● Task goal:
Transcribe the full listing below exactly.

● Task material:

◆ ◆ ◆ ◆ ◆ ◆ ◆

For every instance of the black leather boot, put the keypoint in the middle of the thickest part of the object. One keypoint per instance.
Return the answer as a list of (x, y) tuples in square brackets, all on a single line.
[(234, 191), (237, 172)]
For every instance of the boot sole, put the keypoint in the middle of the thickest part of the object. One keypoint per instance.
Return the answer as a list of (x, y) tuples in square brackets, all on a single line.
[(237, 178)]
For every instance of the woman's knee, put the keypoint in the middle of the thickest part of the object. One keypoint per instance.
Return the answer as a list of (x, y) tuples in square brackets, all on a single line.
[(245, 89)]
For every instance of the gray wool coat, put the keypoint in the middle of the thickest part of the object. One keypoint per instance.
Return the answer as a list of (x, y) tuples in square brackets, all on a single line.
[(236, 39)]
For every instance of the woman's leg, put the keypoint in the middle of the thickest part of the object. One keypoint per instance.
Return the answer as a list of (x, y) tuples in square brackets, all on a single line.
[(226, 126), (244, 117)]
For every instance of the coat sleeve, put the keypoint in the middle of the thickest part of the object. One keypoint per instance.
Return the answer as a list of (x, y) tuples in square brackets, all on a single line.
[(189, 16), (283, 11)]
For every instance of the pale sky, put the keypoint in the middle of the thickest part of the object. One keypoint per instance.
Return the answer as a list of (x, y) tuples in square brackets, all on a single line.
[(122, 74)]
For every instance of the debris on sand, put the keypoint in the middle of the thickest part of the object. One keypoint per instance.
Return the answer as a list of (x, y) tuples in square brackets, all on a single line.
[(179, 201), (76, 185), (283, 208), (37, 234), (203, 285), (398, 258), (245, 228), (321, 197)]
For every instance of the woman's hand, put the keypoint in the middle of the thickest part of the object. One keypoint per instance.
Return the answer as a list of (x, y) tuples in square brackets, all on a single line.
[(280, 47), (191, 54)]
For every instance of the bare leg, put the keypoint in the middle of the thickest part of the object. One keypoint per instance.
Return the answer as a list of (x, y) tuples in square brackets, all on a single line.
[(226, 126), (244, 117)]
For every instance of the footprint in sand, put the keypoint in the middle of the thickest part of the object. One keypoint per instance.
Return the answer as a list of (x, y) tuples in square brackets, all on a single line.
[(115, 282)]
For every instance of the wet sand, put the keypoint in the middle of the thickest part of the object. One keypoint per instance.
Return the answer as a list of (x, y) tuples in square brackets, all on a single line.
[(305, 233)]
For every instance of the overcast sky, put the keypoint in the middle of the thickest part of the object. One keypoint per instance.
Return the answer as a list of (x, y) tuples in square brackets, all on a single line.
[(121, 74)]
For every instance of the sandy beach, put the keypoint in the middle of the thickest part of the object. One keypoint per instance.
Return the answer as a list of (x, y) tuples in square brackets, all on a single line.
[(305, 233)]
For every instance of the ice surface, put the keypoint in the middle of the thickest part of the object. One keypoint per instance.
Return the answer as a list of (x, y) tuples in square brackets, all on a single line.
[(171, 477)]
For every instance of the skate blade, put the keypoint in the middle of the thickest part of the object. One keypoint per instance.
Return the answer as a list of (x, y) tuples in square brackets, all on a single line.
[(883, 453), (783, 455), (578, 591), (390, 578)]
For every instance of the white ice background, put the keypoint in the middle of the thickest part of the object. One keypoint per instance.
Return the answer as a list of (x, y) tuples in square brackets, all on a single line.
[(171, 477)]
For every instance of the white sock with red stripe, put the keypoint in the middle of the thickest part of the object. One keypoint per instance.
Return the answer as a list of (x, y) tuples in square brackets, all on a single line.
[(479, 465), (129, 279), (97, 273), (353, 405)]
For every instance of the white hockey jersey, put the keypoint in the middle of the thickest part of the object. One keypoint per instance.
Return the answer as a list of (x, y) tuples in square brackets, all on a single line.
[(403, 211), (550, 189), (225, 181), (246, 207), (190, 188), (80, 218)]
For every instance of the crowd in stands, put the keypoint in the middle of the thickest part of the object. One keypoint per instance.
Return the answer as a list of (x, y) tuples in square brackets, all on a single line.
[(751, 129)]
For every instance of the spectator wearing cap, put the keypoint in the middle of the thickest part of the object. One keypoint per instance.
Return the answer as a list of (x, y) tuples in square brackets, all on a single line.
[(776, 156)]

◆ ◆ ◆ ◆ ◆ ◆ ◆

● The output:
For every instance of the black leather boot, put the keypoint in the middle of the thickest part of the object. One keypoint per instance.
Return the answer as a list of (x, y) tuples in square brackets, all on a single line.
[(234, 191), (237, 172)]
For every instance of the boot sole, put the keypoint in the middle of the thickest part of the object. One keypoint per instance.
Return the answer as a list of (x, y) tuples in square brackets, all on a single line.
[(237, 178)]
For every instance of the woman's knee, put the keypoint in the middle of the thickest part of the object. One keypoint per instance.
Return the answer as a list of (x, y) tuples in square brackets, all on a single line.
[(245, 89)]
For every instance of the gray wool coat, put the keypoint in the middle of the thickest part of the object. One keypoint per instance.
Return the answer as a list of (x, y) tuples in square brackets, all on a single line.
[(236, 39)]
For every instance of the woman's leg, put the keypoint in the middle of the thickest part of the object. One keypoint per instance.
Return the answer as a list of (x, y) tuples in square brackets, all on a single line.
[(226, 126), (244, 117)]
For every instance of the coat sleeve, put the keypoint in the middle of the thickest part of the object. One keypoint per instance.
Return the answer as a list of (x, y) tuples in square brackets, all on a single line.
[(189, 16), (283, 11)]
For every instance of the pale sky, put the keypoint in the middle of the thickest part of the object. One keypoint per instance.
Return the answer as a list of (x, y) tuples in square brackets, all on a single line.
[(122, 74)]
For every instance of the debris on sand, put the keypoint in the middle of the thickest part of the object. One keypoint per instance.
Return the answer as a list of (x, y) tuples in square brackets, all on a single line.
[(179, 201), (76, 185), (283, 208), (37, 234), (203, 285), (398, 258), (245, 228), (321, 197)]
For every instance of the woman's hand, put the keypoint in the middle of the thickest part of the object. One keypoint per instance.
Return the answer as a list of (x, y) tuples in square brackets, all on a single line.
[(280, 47), (191, 54)]
For every instance of the bare leg, put the keypoint in the middle of the thickest part of the object. One keypoint per instance.
Return the answer as a list of (x, y) tuples in square brackets, all on a single line.
[(226, 126), (244, 117)]
For every instance of the footprint in sand, put the keypoint in the middle of the thickest part of the object. One keypoint per instance.
Return the answer as a list of (x, y) tuples in square brackets, all on a single line.
[(115, 282)]
For every instance of the wet sand, put the keypoint in the middle of the thickest part of the object. One keypoint per instance.
Return the answer as a list of (x, y) tuples in square brackets, all on a single line.
[(305, 233)]
For every instance of the overcast sky, put the keypoint in the middle of the thickest part of the object. One keypoint per instance.
Return the answer as a list of (x, y) tuples in square brackets, all on a single line.
[(121, 74)]
For every instance of the sandy beach, put the keypoint in the middle of the thickest part of the object. One keypoint per instance.
Return the answer as a list of (x, y) tuples in square brackets, all on a single line.
[(305, 233)]
For every instance of the ice surface, put the keypoint in the middle of the thickest part of the object. One keypoint per instance.
Return the answer as a list of (x, y) tuples in square brackets, all on a single line.
[(171, 477)]
For every instance of the skate blade, put the keypoint in the middle of the thickest part of the object. One keypoint per instance.
Return the answer as a list of (x, y) tuples in square brackets, all on a single line.
[(883, 453), (783, 455), (578, 591), (390, 578)]
For every instance of the white ice background, put the keypoint in the middle of the thickest part of the object. One keypoint per instance.
Return the answer as a list of (x, y) tuples in square brackets, all on a single line.
[(171, 477)]
For every instance of the white sock with red stripe, put the keypoint in the middle of the thickest part of the object. One keypoint per instance.
Return the answer as a list of (x, y) tuples in square brackets, all on a single line.
[(479, 465), (129, 279), (97, 273), (353, 405)]
For every instance of the white hockey jersey, put the keypoint in the middle of the thickest part of the object. One keypoint per instance.
Return the answer as a list of (x, y) tuples in square brackets, all on a single line.
[(403, 211), (550, 189), (225, 181), (246, 207), (190, 188), (80, 218)]
For every instance of the crowd in stands, put the keypoint in the middle of the thickest part of the object. One keypoint per instance.
Return the answer as a list of (x, y) tuples in square brackets, all on a single line.
[(751, 129)]
For every instance of the spectator wearing cap, put the keypoint in the middle of the thickest part of the object. One keypoint per instance.
Return the answer as a list of (x, y) tuples in square brackets, all on a single line.
[(776, 156)]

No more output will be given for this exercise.